What you will do — Please transcribe, word for word, the line containing "MULTIPOLYGON (((391 193, 386" and every line after it through the end of the records below, and nothing else.

(Recorded data)
****************

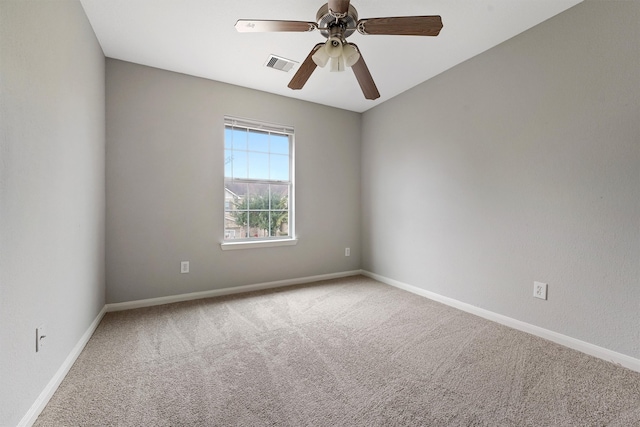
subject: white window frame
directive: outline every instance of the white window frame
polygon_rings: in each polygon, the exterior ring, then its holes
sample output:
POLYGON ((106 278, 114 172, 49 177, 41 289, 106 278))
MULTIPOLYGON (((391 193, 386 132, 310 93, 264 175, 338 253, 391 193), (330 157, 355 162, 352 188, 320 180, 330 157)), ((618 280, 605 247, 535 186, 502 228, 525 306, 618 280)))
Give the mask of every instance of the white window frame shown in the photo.
MULTIPOLYGON (((295 245, 298 240, 295 234, 295 135, 293 126, 278 125, 273 123, 267 123, 251 119, 243 119, 231 116, 224 117, 223 130, 228 127, 241 128, 247 130, 256 130, 260 132, 270 132, 274 134, 286 135, 289 138, 289 181, 272 181, 272 180, 256 180, 256 179, 234 179, 238 183, 264 183, 264 184, 283 184, 289 185, 289 218, 288 218, 288 236, 282 237, 260 237, 260 238, 247 238, 247 239, 233 239, 225 240, 227 230, 225 229, 225 217, 227 211, 225 209, 226 194, 223 196, 222 208, 223 208, 223 224, 222 224, 222 241, 220 248, 222 250, 237 250, 237 249, 251 249, 251 248, 268 248, 276 246, 290 246, 295 245)), ((224 139, 224 137, 223 137, 224 139)), ((226 147, 226 144, 223 144, 226 147)), ((226 148, 223 148, 223 150, 226 148)), ((224 157, 224 156, 223 156, 224 157)), ((226 161, 226 159, 225 159, 226 161)), ((227 177, 223 172, 223 183, 226 182, 227 177)), ((226 193, 226 186, 225 186, 226 193)))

****************

Response box —
MULTIPOLYGON (((391 193, 386 132, 310 93, 264 175, 338 253, 391 193), (330 157, 355 162, 352 188, 320 180, 330 157)), ((618 280, 605 247, 535 186, 502 228, 525 306, 618 280)))
Give the mask of every instance of the white window frame shown in the photo.
MULTIPOLYGON (((295 245, 298 240, 295 234, 295 135, 293 126, 278 125, 273 123, 267 123, 251 119, 243 119, 231 116, 224 117, 223 130, 228 127, 241 128, 247 130, 256 130, 260 132, 270 132, 274 134, 286 135, 289 138, 289 181, 272 181, 272 180, 256 180, 256 179, 234 179, 238 183, 264 183, 264 184, 283 184, 289 185, 289 218, 288 218, 288 236, 282 237, 260 237, 260 238, 247 238, 247 239, 233 239, 225 240, 227 230, 225 229, 225 217, 227 211, 225 209, 226 194, 223 196, 222 208, 223 208, 223 224, 222 224, 222 241, 220 248, 222 250, 237 250, 237 249, 251 249, 251 248, 268 248, 276 246, 290 246, 295 245)), ((224 139, 224 137, 223 137, 224 139)), ((226 147, 226 144, 223 144, 226 147)), ((226 148, 223 148, 223 150, 226 148)), ((224 157, 224 156, 223 156, 224 157)), ((226 161, 226 159, 225 159, 226 161)), ((227 177, 223 172, 223 183, 226 182, 227 177)), ((226 193, 226 186, 225 186, 226 193)))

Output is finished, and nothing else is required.